**What you should do:** Below is a block of records; reproduce all of them exactly and leave out any pictures.

**Given records:**

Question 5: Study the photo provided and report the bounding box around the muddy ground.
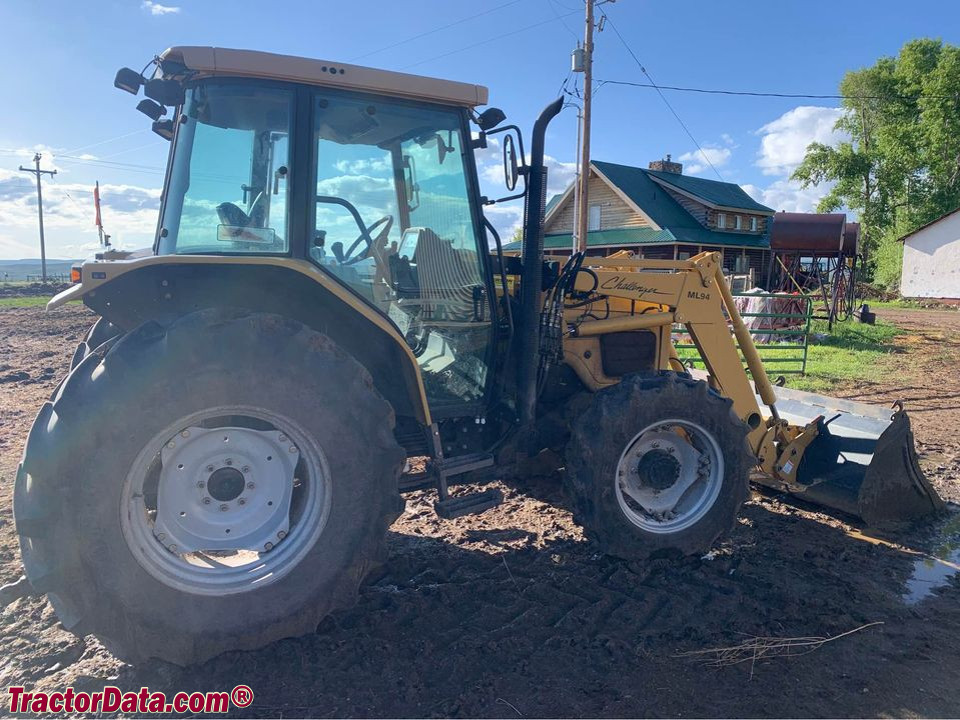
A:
[0,303,957,718]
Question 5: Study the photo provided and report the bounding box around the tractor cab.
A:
[140,47,513,413]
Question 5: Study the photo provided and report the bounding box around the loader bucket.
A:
[765,386,944,527]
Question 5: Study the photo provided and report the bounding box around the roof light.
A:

**Problem solution:**
Question 5: Study the photo provided and report the bounding box around the muddy ground.
A:
[0,303,957,718]
Question 5: Study the photo provided and report the bounding box around the tractor cab.
A:
[140,47,513,413]
Question 5: Study the photo provided and report the bounding box around the loader bucket.
A:
[765,386,944,527]
Question 5: Study the photo provided and report the bounding box around the roof light.
A:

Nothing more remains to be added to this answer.